• [Tasks]
a. In the post on pandemic preparation, rewrite the part that opens with the words containing "Doctors who otherwise" and closes with "throughout the country.", replacing "overflow" with "surge".
b. List the items of protective equipment that the post on pandemic preparation names inside its parentheses.
c. Answer these questions about the post on pandemic preparation:
(i) How many Covid tests per day is Illinois now exceeding?
(ii) Who built the overflow hospital facilities in the Chicago area?
(iii) Which country is named as having had events that have not yet happened in the US?

--- Provided text ---

Am I the only one here who works in healthcare and involved in direct patient care? It seems like the rest of you are just sitting in front of your computers all day and reading online media.
For example, the hospital system that employs me went from pretty much zero preparation to having a full scale surge plan, we’ve gotten tons of PPE (we have plenty of wipes, face masks gloves, etc),, and we are now monitoring Covid cases daily like clockwork.
Doctors who otherwise haven’t worked in the hospital in years have been granted emergency privileges in the event of a surge (which mostly failed to happen). In the Chicago area overflow hospital facilities have been built by the Army Corps of Engineers (McCormick Place—which sits unused). Hotels have been set up for overflow patients, which once again has never materialized.
We are now exceeding 10,000 Covid tests per day in Illinois and we also have antibody testing which is pretty easy to get done. I’m pretty sure that my Illinois example parallels what has happened throughout the country.
Ventilator production and PPE production is taking off everywhere.
How do you interpret this as a “squandering” of 2 months? You obviously are putting down a lot of people who busted their asses while you were sitting around at home in front of your laptop.
Meanwhile, nothing anywhere near to what happened in Italy has happened yet in the US. Nobody who needed a ventilator was denied one because they weren’t available. Hell, we actually have excess reserve of unused ventilators.
It’s sad that your desire to see this administration fail is so strong that you are willing to put down thousands of people who responded quite robustly to this pandemic in a short period of time.

--- Information shown ---

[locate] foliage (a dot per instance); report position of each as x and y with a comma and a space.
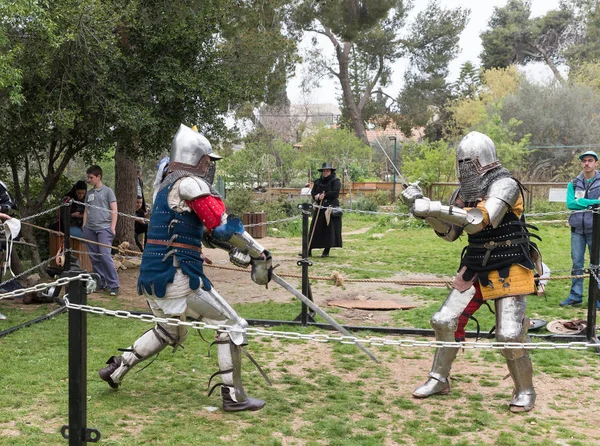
167, 403
95, 72
512, 152
241, 200
586, 74
340, 147
367, 39
429, 162
516, 38
568, 120
421, 103
364, 203
587, 48
469, 82
470, 111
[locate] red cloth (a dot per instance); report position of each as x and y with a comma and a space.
209, 209
473, 306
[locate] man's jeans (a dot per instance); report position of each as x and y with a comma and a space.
578, 244
100, 257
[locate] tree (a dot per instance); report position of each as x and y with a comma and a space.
468, 113
197, 60
469, 82
341, 147
123, 75
59, 51
516, 38
365, 35
570, 118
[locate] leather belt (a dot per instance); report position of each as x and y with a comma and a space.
174, 244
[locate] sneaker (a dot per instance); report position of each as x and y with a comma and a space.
570, 302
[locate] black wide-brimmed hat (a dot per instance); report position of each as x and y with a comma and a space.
326, 166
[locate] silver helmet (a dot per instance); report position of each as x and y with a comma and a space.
476, 153
189, 146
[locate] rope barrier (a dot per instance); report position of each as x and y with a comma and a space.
376, 341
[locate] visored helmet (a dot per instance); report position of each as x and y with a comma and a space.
476, 153
188, 148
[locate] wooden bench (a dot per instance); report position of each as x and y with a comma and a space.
76, 245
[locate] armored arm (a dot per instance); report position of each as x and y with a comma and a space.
195, 193
502, 196
443, 229
233, 232
441, 217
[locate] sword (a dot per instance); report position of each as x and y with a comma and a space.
398, 174
310, 304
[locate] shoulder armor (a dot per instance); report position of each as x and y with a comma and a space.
505, 189
192, 187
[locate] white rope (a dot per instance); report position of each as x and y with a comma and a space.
377, 341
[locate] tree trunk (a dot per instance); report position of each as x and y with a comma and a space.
552, 66
27, 235
354, 111
126, 192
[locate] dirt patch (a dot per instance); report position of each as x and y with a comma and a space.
236, 286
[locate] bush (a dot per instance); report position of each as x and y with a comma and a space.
365, 203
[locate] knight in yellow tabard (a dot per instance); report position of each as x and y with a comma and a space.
497, 263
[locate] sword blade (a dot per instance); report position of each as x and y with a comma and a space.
310, 304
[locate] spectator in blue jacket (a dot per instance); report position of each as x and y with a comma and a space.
583, 192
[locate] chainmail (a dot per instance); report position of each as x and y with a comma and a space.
473, 187
178, 174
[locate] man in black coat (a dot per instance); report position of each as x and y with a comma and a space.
326, 232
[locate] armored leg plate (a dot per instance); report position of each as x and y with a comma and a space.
230, 404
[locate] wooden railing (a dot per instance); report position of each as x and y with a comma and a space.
436, 191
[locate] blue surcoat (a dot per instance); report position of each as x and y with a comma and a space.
157, 268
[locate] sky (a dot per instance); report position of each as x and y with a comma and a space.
470, 44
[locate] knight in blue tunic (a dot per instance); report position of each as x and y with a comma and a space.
187, 215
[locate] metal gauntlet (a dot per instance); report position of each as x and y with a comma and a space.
471, 220
262, 269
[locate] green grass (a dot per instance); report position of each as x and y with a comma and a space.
323, 394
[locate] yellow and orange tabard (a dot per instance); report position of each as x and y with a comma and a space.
499, 258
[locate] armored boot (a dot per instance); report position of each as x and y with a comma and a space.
439, 380
521, 371
444, 323
150, 343
230, 368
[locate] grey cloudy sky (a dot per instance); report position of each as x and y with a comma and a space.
470, 43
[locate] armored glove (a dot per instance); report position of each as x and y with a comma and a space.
411, 193
239, 257
422, 208
262, 268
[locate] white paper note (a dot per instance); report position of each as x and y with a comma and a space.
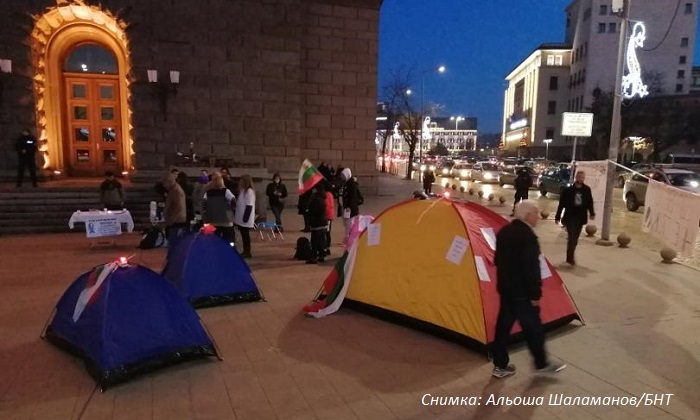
457, 249
373, 234
481, 269
490, 237
545, 272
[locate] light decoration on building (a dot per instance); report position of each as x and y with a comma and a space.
632, 84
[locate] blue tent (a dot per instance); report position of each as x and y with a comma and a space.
208, 271
124, 320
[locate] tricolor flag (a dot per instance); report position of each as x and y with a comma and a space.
308, 176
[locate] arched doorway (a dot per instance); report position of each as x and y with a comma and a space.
92, 138
81, 82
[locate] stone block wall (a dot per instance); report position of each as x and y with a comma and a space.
268, 82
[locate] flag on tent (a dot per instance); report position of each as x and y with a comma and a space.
334, 288
308, 176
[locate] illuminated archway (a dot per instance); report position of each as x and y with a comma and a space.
55, 32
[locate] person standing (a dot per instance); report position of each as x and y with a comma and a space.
245, 212
276, 193
111, 192
428, 179
26, 147
218, 208
317, 223
175, 211
519, 284
523, 182
576, 202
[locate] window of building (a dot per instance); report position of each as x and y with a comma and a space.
553, 83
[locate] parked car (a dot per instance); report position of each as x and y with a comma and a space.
486, 172
623, 175
508, 175
553, 180
635, 189
462, 171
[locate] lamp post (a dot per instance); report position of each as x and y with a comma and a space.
440, 69
546, 152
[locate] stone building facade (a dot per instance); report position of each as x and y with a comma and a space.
259, 83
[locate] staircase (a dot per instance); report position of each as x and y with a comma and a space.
47, 210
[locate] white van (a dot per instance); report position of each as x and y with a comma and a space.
685, 161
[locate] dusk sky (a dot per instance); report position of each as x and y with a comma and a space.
479, 42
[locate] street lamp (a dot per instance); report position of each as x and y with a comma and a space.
440, 69
546, 153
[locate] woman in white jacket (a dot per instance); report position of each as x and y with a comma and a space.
245, 212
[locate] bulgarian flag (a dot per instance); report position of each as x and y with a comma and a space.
308, 176
335, 287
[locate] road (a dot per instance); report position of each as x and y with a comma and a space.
622, 221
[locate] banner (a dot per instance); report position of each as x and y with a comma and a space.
596, 178
102, 226
671, 215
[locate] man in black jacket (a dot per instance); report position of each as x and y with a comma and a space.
519, 285
577, 202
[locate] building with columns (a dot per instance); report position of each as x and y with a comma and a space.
249, 84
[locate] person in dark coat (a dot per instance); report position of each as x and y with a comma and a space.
276, 193
26, 147
428, 179
519, 284
576, 202
318, 224
523, 182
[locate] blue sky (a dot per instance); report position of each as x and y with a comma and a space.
479, 41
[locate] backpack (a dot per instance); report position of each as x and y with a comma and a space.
152, 237
303, 250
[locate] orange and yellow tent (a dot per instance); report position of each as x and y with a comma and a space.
429, 264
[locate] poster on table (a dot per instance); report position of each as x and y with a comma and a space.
102, 226
671, 215
596, 178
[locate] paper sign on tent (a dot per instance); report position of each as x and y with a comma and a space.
481, 269
457, 249
374, 234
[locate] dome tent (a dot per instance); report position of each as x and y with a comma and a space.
208, 271
124, 320
429, 264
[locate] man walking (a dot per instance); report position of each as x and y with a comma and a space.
523, 182
577, 202
519, 285
26, 146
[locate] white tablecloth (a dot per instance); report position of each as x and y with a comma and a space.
122, 216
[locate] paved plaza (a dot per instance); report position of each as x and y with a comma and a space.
639, 341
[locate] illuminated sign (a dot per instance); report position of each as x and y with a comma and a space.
518, 124
632, 82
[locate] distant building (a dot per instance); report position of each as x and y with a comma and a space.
532, 111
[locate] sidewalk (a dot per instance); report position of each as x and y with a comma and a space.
641, 315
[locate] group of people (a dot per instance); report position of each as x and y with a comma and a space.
519, 280
336, 195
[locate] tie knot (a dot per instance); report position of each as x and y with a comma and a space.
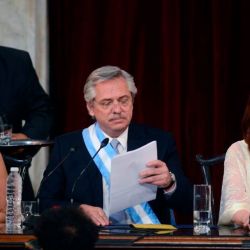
114, 143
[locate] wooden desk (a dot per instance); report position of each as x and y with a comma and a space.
183, 238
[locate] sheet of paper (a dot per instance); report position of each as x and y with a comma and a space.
125, 189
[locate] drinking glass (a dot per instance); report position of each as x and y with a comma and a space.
29, 208
202, 209
5, 130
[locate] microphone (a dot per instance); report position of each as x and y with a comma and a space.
71, 150
104, 143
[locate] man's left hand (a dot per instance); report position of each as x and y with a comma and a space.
157, 173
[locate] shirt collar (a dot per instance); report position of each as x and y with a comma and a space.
122, 138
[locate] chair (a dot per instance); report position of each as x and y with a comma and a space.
206, 165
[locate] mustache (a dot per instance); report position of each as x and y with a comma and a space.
117, 116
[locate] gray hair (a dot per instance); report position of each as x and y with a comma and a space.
103, 74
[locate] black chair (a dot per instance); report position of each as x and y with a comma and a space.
206, 165
19, 153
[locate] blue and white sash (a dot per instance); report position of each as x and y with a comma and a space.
92, 136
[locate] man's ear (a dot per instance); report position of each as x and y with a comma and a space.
89, 106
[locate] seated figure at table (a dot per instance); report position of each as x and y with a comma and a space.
23, 101
65, 229
235, 195
109, 94
3, 179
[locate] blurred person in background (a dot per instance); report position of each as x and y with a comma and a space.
235, 195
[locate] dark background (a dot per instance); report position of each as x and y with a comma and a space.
190, 61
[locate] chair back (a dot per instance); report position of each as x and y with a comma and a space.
206, 165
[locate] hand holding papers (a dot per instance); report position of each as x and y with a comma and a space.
125, 190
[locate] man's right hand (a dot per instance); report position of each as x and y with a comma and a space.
96, 214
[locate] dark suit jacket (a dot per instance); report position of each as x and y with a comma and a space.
56, 189
21, 95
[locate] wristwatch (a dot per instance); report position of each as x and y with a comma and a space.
173, 179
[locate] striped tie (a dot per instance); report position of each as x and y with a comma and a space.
114, 143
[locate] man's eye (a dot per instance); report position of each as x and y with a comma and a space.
106, 104
124, 100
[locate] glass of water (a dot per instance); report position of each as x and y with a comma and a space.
202, 209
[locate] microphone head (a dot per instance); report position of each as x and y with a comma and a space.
104, 142
72, 149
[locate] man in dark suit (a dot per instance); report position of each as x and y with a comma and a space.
23, 101
109, 94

---

• [Expected outputs]
a.
Doctors who otherwise haven’t worked in the hospital in years have been granted emergency privileges in the event of a surge (which mostly failed to happen). In the Chicago area surge hospital facilities have been built by the Army Corps of Engineers (McCormick Place—which sits unused). Hotels have been set up for surge patients, which once again has never materialized.
We are now exceeding 10,000 Covid tests per day in Illinois and we also have antibody testing which is pretty easy to get done. I’m pretty sure that my Illinois example parallels what has happened throughout the country.

b. wipes, face masks, gloves

c.
(i) 10,000
(ii) The Army Corps of Engineers
(iii) Italy